• **What the task asks**
Based on the audit committee excerpt, state whether each statement below agrees with it, answering yes or no and quoting the deciding words. 1. The audit committee must have at least three members. 2. Any director of the company may serve as chairman of the audit committee. 3. At least one member of the audit committee shall have accounting or related financial management expertise.

• **Selection**
++++++++
QUALIFIED AND INDEPENDENT AUDIT COMMITTEE - A HAND CHART ON REVISED CLAUSE 49 - PART 2

A HAND CHART ON REVISED CLAUSE 49 OF THE LISTING AGREEMENT
Part - 2
By
CS D HEM SENTHIL RAJ AND CS K VINOTH
CLAUSE 49 (III) of Listing Agreement
CLAUSE 49 (III) (A) – QUALIFIED AND INDEPENDENT AUDIT COMMITTEE
Clause 49(III) (A) of Listing Agreement not only insist the listed company/entity for constituting a Audit Committee, but it has given a mandate to every listed company/entity to constitute a qualified Independent Audit Committee which comprises of financially literate members who have the ability to read and understand the basic financial statements with at least one member who shall have accounting or related financial management expertise.
Minimum Three Members.
Chairman – Independent Director.
Member – At least 2/3rd of the Member to be Independent Directors.
Person to be Present as Invitees to Audit Committee Meeting
Ø  Finance Director of the Company, if any or CFO.
++++++++
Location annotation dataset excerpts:
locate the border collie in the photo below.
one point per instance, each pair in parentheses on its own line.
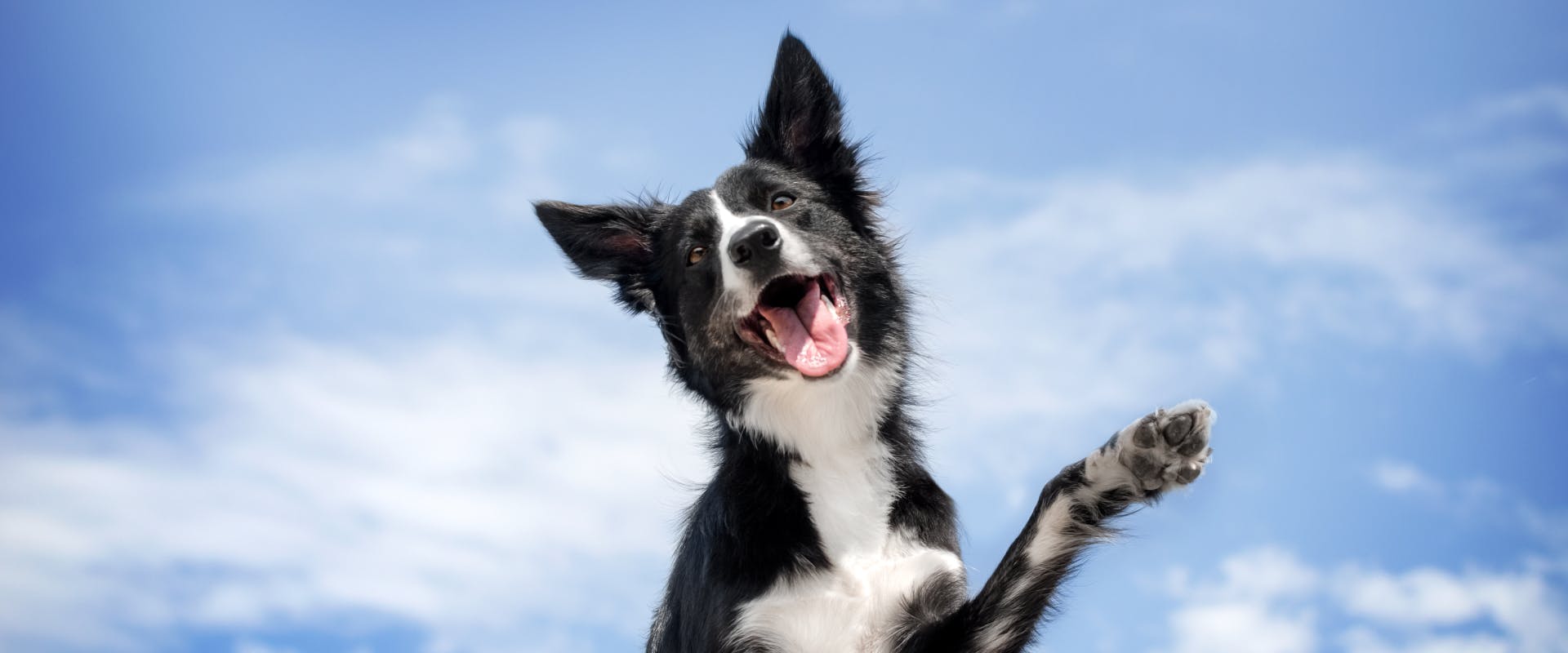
(782,306)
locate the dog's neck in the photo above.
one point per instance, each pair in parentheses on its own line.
(843,462)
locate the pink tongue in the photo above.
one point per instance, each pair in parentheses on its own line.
(814,342)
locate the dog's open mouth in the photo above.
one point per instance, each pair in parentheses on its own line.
(800,322)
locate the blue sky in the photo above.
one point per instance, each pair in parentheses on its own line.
(286,364)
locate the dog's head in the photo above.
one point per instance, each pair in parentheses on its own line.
(780,269)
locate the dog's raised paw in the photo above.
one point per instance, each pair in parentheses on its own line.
(1169,446)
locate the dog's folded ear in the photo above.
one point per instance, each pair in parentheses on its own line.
(802,126)
(608,242)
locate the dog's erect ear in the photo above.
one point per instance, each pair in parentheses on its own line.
(608,242)
(802,126)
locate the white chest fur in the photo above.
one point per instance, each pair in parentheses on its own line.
(844,473)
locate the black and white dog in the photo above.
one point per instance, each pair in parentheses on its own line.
(782,304)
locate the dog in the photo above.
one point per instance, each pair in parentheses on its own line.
(783,309)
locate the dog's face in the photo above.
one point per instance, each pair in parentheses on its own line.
(777,271)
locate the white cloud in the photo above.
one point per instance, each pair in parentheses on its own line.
(1404,478)
(1242,611)
(443,484)
(1269,600)
(1098,298)
(474,481)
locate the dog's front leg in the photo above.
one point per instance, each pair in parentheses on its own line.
(1164,450)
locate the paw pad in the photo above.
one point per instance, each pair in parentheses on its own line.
(1167,446)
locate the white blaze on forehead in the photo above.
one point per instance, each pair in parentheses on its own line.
(795,257)
(728,224)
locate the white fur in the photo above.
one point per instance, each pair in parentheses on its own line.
(794,252)
(831,424)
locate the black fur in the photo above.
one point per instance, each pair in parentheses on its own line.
(751,526)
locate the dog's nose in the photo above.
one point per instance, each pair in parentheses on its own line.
(756,243)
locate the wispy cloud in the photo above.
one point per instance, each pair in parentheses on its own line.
(439,484)
(1090,300)
(1269,600)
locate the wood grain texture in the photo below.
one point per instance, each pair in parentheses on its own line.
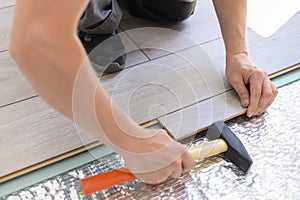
(32,132)
(165,85)
(279,51)
(273,54)
(13,85)
(6,16)
(6,3)
(201,27)
(188,121)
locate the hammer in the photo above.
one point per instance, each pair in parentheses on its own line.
(222,140)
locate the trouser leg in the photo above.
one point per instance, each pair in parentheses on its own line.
(100,17)
(168,11)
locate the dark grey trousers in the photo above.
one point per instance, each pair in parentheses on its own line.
(104,16)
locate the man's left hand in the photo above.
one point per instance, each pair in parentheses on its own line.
(241,73)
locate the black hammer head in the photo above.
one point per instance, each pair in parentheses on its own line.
(236,151)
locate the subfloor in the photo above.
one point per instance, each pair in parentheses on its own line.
(26,121)
(272,140)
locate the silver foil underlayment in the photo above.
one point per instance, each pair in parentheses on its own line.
(272,140)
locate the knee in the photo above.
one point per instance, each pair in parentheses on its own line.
++++++++
• **Answer to this task**
1. Yes: "Minimum Three Members."
2. No: "Chairman – Independent Director."
3. Yes: "with at least one member who shall have accounting or related financial management expertise"